▶ _Instrucción escrita 1_: ¿Qué líneas de los registros contienen la cadena "fixture"? Localízalas y cópialas todas.

▶ _Fragmento seleccionado_:

◆ ◆ ◆ ◆ ◆

A mis ojos, la caracterización hipertextual de la figura del lector actual permite abarcar varias de las transformaciones que transitan los modos de leer. La lectura, que antes era entendida como una actividad solitaria e individual, muta en una actividad más social. El rol del lector se vuelve más activo; no únicamente como un productor de significados en relación al texto sino, de hecho, como escritor (Kozak, 2001). La experiencia literaria comienza a ser un acto que se prolonga más allá del punto final del libro, que tiene continuidad en un post de Goodreads, en el debate twittero, en una narración oral en TikTok, en la producción literaria propia de una fanfiction: “Leer se cruza con recomendar, escribir, interactuar, editar, publicar, vender. En el paradigma digital estas acciones se mezclan y condensan” (Koziura y Velázquez, 2018, p. 34). El debate literario no queda más a puertas cerradas, no se limita a un círculo. La lectura se establece como un nuevo tipo de confluencia social, ya que está enmarcada en una actualidad que se caracteriza por la conectividad global, simultánea e inmediata.


Sin embargo, es fundamental tener en cuenta que la accesibilidad extendida no garantiza un consumo masivo, sino más bien una democratización de los textos literarios. Si bien, como mencioné anteriormente, el lector ya no necesita contar con demasiados recursos para acceder a los textos (en algunos casos, solo precisa un celular y acceso a Wi-Fi), sí necesita de ciertas habilidades para navegar el mundo digital. En palabras de Kovak (2001):

La libertad extrema del navegante en Internet, que es vista como la necesaria dinamita que hará saltar todas las consideraciones actuales sobre la enseñanza, el aprendizaje, el manejo de la información y la autoría, tiene un inconveniente práctico: el que no sepa por qué navega, hacia dónde y qué quiere buscar, perderá el tiempo o usará Internet para pasar el rato o para aburrirse. (p. 705).

◆ ◆ ◆ ◆ ◆

▶ _Registros para procesar_:
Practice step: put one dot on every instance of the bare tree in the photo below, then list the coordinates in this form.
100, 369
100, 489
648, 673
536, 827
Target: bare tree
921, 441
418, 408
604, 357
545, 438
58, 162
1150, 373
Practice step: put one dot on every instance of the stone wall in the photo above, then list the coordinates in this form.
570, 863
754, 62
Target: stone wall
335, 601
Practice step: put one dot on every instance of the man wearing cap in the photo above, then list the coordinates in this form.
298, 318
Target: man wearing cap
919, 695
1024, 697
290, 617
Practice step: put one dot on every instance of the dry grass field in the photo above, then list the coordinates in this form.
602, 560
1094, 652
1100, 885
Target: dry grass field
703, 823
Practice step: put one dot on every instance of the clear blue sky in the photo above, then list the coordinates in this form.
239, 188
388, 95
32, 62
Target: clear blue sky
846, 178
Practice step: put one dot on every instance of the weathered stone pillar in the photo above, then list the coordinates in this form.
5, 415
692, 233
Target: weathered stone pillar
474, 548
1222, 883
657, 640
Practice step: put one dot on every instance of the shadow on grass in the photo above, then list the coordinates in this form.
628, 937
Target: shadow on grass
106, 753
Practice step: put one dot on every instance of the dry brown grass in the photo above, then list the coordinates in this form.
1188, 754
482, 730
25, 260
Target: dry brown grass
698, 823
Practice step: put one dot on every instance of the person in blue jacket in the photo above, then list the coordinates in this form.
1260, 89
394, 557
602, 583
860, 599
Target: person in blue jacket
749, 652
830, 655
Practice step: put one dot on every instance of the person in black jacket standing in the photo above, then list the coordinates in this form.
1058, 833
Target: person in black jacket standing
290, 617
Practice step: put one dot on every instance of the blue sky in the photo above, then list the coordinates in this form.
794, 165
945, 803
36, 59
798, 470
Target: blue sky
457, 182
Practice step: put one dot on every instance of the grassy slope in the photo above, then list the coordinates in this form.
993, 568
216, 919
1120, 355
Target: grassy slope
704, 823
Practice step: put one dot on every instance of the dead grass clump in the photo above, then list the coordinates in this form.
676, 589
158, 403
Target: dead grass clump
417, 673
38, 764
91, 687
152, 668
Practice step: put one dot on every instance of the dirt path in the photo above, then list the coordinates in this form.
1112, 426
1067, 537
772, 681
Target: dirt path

◆ ◆ ◆ ◆ ◆

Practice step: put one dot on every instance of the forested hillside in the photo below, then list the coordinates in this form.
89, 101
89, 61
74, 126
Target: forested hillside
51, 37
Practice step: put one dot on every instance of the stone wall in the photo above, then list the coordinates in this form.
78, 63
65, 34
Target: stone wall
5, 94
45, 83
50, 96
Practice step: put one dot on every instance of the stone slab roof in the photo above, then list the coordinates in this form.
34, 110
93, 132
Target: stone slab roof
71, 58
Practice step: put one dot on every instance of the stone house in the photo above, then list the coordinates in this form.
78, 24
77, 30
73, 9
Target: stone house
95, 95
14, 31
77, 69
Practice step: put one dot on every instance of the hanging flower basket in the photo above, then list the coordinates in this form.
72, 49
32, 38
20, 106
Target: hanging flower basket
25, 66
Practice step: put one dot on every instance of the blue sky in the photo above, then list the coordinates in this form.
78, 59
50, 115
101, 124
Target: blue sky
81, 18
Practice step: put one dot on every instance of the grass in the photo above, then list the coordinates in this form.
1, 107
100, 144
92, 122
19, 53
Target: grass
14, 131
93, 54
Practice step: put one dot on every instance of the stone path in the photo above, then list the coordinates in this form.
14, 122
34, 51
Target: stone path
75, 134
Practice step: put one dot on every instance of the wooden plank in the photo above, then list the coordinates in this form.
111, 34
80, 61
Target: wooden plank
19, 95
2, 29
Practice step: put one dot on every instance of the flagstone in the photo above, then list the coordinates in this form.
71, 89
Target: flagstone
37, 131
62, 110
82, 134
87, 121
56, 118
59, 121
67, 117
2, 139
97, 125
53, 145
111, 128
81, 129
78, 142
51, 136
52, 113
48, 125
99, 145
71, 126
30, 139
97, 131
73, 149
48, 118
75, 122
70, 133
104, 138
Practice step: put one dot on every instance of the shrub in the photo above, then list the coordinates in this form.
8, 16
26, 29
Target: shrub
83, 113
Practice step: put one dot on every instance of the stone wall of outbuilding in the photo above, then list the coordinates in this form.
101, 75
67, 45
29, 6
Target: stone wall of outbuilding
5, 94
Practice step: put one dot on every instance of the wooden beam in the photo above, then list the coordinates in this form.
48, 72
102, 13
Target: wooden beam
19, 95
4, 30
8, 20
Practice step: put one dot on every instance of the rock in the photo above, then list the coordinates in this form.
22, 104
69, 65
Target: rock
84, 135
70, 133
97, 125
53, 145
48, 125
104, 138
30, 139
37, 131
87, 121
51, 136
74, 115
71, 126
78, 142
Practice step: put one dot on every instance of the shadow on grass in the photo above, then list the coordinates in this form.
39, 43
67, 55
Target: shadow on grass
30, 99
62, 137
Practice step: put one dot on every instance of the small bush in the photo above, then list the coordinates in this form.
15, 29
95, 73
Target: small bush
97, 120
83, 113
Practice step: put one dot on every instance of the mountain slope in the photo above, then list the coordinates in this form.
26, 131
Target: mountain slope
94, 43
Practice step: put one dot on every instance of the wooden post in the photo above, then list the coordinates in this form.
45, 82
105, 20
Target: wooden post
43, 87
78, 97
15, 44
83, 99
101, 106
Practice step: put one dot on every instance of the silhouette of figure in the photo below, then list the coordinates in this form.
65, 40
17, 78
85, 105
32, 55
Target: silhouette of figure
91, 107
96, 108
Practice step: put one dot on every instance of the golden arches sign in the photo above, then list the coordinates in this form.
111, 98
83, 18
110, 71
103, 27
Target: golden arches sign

◆ ◆ ◆ ◆ ◆

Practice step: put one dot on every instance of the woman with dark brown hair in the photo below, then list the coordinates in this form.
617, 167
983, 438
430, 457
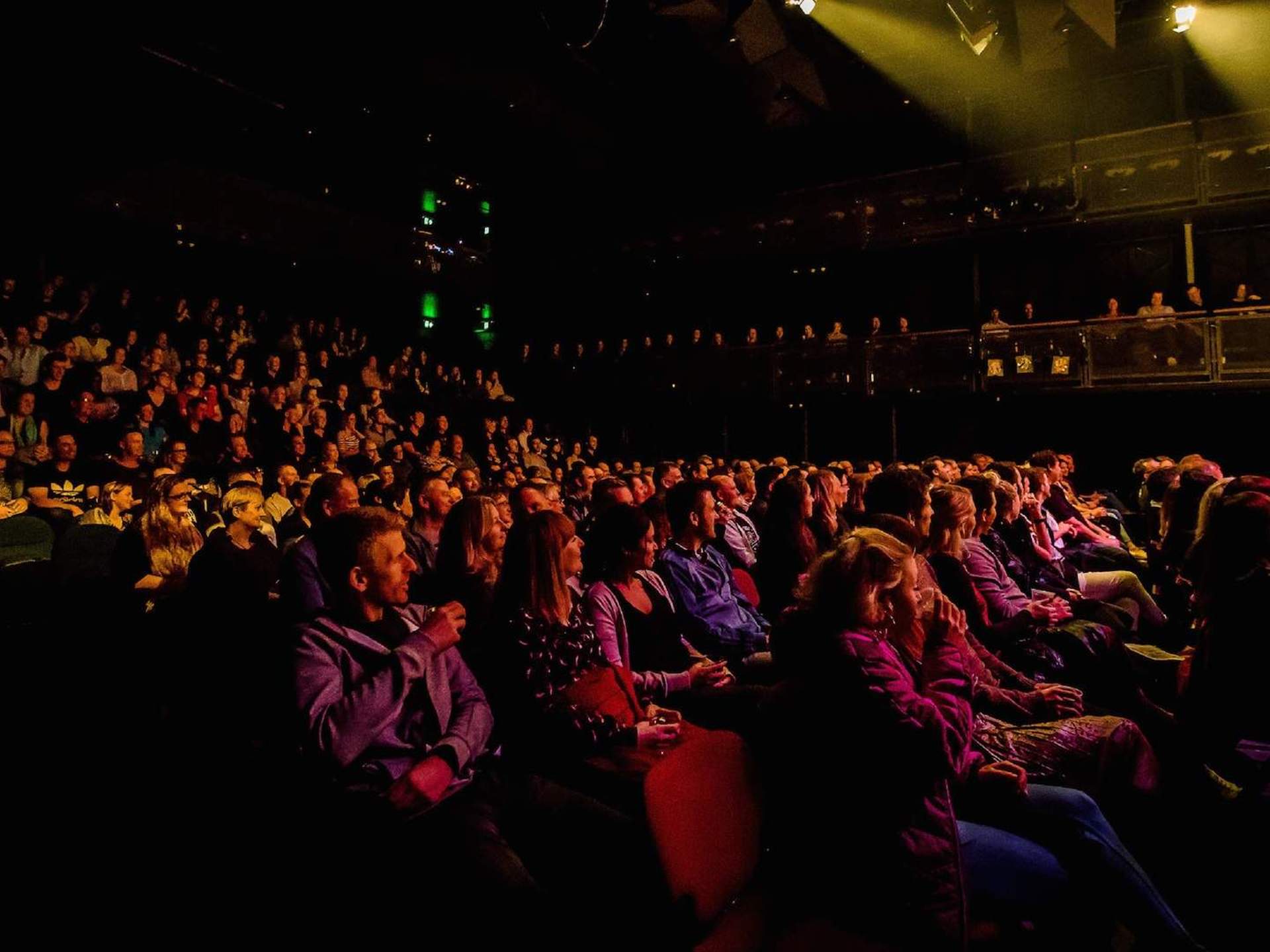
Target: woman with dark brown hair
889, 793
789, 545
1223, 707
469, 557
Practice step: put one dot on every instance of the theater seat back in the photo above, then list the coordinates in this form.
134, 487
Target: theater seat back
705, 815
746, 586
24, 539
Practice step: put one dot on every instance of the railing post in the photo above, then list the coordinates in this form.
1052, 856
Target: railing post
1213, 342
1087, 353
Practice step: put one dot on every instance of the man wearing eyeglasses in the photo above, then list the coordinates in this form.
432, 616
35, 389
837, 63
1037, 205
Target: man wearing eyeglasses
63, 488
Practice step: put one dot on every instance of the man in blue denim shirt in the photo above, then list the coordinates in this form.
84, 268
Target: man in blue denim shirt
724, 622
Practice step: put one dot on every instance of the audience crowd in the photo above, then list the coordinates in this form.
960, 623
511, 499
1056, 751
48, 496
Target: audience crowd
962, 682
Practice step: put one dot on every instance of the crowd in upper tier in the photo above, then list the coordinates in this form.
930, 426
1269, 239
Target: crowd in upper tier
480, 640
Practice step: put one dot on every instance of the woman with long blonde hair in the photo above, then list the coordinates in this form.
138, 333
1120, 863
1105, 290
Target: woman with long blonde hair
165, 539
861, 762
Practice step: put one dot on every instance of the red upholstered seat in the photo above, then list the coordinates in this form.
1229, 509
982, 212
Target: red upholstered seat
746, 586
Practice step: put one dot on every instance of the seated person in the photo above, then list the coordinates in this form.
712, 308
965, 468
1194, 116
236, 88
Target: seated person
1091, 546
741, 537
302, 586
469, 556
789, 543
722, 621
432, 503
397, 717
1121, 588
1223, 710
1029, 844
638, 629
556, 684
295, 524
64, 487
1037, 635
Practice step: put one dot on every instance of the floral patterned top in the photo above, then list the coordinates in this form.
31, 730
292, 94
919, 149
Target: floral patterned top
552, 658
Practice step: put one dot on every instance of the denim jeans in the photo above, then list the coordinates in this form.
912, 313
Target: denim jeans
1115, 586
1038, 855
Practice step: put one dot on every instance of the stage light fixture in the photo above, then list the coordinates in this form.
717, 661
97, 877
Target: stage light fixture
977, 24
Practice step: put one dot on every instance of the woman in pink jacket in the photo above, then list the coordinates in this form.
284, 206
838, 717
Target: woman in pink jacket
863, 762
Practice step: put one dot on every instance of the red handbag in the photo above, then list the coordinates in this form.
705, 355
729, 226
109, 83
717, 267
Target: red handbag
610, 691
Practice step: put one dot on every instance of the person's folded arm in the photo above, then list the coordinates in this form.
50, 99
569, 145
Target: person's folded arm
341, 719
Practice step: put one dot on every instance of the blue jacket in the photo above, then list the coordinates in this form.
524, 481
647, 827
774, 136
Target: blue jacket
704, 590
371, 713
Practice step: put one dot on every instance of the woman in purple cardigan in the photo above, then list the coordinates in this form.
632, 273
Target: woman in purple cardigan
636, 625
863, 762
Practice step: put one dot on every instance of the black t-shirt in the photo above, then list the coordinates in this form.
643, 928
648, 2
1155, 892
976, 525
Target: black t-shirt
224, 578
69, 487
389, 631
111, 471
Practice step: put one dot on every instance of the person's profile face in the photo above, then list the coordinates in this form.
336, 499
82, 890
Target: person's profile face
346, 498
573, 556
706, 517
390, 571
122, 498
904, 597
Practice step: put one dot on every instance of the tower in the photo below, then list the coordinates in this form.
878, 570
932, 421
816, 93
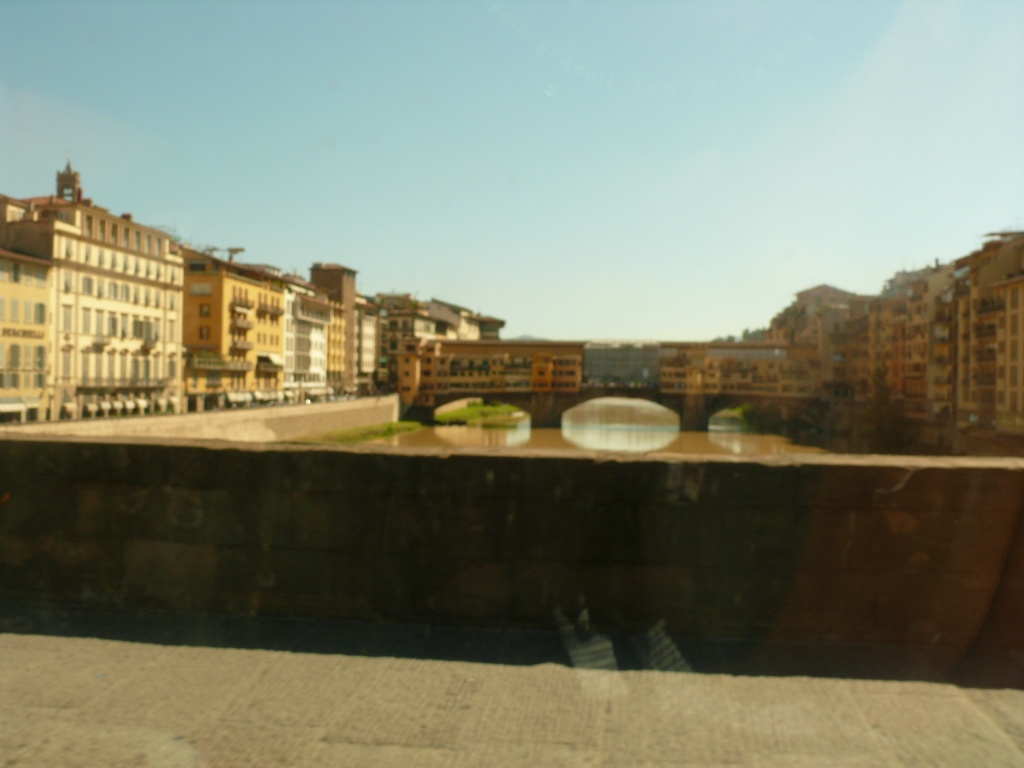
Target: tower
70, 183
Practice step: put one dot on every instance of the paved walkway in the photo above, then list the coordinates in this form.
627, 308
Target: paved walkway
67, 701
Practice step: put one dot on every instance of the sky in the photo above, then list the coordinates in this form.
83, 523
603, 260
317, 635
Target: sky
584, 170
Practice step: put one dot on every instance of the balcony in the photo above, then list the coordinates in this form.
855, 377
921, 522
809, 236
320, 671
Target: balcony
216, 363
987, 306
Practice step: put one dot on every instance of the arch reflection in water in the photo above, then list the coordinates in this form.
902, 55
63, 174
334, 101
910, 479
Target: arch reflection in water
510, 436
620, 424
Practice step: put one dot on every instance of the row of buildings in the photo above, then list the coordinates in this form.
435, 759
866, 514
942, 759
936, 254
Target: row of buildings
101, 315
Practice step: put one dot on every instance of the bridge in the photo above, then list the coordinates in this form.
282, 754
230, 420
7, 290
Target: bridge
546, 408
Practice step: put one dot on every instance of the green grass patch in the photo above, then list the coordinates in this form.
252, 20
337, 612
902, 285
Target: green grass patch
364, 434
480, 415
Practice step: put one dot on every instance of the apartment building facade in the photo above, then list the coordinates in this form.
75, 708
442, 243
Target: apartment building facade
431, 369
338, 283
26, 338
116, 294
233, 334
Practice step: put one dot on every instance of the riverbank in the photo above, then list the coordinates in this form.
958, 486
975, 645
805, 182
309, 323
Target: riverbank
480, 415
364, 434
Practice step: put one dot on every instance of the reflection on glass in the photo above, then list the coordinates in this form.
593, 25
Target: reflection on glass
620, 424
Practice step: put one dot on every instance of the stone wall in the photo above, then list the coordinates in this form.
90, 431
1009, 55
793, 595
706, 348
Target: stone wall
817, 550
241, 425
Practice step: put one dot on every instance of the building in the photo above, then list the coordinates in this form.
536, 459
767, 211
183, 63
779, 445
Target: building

◆ ◆ ◆ ◆ ◆

▶ _Instrucción escrita 2_: Extrae íntegro y sin cambios el fragmento sobre la lectura en el entorno digital.

▶ _Respuesta esperada 1_:
Practice step: put one dot on every instance of the stage light fixture in the photo above, then list the coordinates in this form.
Target: stage light fixture

▶ _Respuesta esperada 2_:
A mis ojos, la caracterización hipertextual de la figura del lector actual permite abarcar varias de las transformaciones que transitan los modos de leer. La lectura, que antes era entendida como una actividad solitaria e individual, muta en una actividad más social. El rol del lector se vuelve más activo; no únicamente como un productor de significados en relación al texto sino, de hecho, como escritor (Kozak, 2001). La experiencia literaria comienza a ser un acto que se prolonga más allá del punto final del libro, que tiene continuidad en un post de Goodreads, en el debate twittero, en una narración oral en TikTok, en la producción literaria propia de una fanfiction: “Leer se cruza con recomendar, escribir, interactuar, editar, publicar, vender. En el paradigma digital estas acciones se mezclan y condensan” (Koziura y Velázquez, 2018, p. 34). El debate literario no queda más a puertas cerradas, no se limita a un círculo. La lectura se establece como un nuevo tipo de confluencia social, ya que está enmarcada en una actualidad que se caracteriza por la conectividad global, simultánea e inmediata.


Sin embargo, es fundamental tener en cuenta que la accesibilidad extendida no garantiza un consumo masivo, sino más bien una democratización de los textos literarios. Si bien, como mencioné anteriormente, el lector ya no necesita contar con demasiados recursos para acceder a los textos (en algunos casos, solo precisa un celular y acceso a Wi-Fi), sí necesita de ciertas habilidades para navegar el mundo digital. En palabras de Kovak (2001):

La libertad extrema del navegante en Internet, que es vista como la necesaria dinamita que hará saltar todas las consideraciones actuales sobre la enseñanza, el aprendizaje, el manejo de la información y la autoría, tiene un inconveniente práctico: el que no sepa por qué navega, hacia dónde y qué quiere buscar, perderá el tiempo o usará Internet para pasar el rato o para aburrirse. (p. 705).